__Stated exercise__:
Please report how many lines in the data below contain the word "nose", giving only the number.

* START *

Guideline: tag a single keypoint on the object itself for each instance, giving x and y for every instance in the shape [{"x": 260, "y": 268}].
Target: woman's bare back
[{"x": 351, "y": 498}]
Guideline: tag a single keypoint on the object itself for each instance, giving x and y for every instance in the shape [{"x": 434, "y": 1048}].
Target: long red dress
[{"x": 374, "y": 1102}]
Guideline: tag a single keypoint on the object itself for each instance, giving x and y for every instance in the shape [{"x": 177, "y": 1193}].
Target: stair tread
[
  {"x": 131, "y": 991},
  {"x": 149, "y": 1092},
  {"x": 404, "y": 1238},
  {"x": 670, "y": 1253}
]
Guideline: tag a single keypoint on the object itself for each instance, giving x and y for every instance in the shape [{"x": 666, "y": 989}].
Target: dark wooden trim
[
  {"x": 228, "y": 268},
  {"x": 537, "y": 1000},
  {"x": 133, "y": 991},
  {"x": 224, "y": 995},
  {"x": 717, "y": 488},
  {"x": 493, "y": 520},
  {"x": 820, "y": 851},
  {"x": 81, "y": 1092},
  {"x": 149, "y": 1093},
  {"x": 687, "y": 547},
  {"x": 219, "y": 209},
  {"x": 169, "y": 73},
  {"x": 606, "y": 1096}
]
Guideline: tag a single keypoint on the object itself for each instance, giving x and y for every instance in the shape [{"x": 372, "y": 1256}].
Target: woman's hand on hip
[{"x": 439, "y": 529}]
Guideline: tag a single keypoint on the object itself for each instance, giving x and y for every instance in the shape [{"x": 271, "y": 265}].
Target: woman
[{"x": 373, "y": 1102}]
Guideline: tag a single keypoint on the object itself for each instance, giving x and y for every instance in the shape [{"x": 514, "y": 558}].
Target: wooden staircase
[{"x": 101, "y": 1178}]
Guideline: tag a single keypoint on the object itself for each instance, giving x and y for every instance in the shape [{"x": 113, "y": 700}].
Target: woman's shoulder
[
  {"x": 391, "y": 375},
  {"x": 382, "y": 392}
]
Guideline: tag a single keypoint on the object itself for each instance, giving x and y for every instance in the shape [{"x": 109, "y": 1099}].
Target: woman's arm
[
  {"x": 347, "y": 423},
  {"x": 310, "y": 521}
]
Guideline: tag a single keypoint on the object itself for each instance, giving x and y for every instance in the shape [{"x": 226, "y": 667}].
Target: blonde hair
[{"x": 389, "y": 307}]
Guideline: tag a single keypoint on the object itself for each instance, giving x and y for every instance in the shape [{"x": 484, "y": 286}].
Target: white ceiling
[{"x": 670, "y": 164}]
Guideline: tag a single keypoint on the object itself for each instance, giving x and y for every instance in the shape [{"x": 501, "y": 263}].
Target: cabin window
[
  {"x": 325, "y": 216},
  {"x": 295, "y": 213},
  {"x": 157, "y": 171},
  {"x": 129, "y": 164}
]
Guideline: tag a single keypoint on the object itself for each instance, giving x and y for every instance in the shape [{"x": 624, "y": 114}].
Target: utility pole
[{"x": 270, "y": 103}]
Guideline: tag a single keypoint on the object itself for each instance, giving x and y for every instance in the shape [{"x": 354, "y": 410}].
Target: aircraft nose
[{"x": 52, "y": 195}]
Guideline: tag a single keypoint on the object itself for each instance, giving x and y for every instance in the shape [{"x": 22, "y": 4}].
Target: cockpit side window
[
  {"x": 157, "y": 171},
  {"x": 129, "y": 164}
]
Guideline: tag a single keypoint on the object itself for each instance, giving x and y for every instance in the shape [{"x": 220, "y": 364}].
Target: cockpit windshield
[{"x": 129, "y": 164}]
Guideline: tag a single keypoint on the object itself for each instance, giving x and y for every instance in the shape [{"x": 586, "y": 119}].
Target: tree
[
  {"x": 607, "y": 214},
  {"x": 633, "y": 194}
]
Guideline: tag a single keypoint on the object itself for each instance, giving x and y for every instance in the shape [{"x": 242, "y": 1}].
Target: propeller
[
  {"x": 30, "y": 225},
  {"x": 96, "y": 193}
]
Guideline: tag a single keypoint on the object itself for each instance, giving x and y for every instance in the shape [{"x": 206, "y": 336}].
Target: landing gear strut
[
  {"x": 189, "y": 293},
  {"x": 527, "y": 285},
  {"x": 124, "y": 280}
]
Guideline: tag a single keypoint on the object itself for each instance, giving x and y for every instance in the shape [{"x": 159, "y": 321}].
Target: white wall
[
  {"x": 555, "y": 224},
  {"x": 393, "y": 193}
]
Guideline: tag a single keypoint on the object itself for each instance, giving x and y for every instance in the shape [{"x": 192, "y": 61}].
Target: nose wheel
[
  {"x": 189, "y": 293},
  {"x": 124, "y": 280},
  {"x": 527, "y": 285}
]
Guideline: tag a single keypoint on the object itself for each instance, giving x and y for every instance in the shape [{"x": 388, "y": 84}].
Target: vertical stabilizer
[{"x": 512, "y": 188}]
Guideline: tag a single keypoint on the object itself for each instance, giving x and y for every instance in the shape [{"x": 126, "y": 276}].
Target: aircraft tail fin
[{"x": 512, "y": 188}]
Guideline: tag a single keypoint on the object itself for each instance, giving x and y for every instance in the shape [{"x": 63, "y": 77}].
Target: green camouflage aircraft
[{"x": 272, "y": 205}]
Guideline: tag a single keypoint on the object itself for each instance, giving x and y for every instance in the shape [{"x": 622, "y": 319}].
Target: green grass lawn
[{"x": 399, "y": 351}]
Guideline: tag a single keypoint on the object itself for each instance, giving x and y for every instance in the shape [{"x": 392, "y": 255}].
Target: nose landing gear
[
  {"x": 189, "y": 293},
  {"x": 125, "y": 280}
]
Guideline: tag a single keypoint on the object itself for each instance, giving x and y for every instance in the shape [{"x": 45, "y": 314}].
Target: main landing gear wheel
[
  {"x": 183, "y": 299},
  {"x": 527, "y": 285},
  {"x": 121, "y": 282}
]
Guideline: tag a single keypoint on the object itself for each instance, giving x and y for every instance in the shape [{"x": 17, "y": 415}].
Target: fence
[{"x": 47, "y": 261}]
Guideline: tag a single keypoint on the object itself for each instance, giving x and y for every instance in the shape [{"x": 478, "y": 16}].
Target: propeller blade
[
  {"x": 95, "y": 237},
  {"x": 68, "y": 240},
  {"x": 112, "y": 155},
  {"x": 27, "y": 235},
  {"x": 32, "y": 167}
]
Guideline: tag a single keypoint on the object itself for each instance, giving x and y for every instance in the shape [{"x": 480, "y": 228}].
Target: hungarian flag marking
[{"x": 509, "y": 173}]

* END *

__Expected output__:
3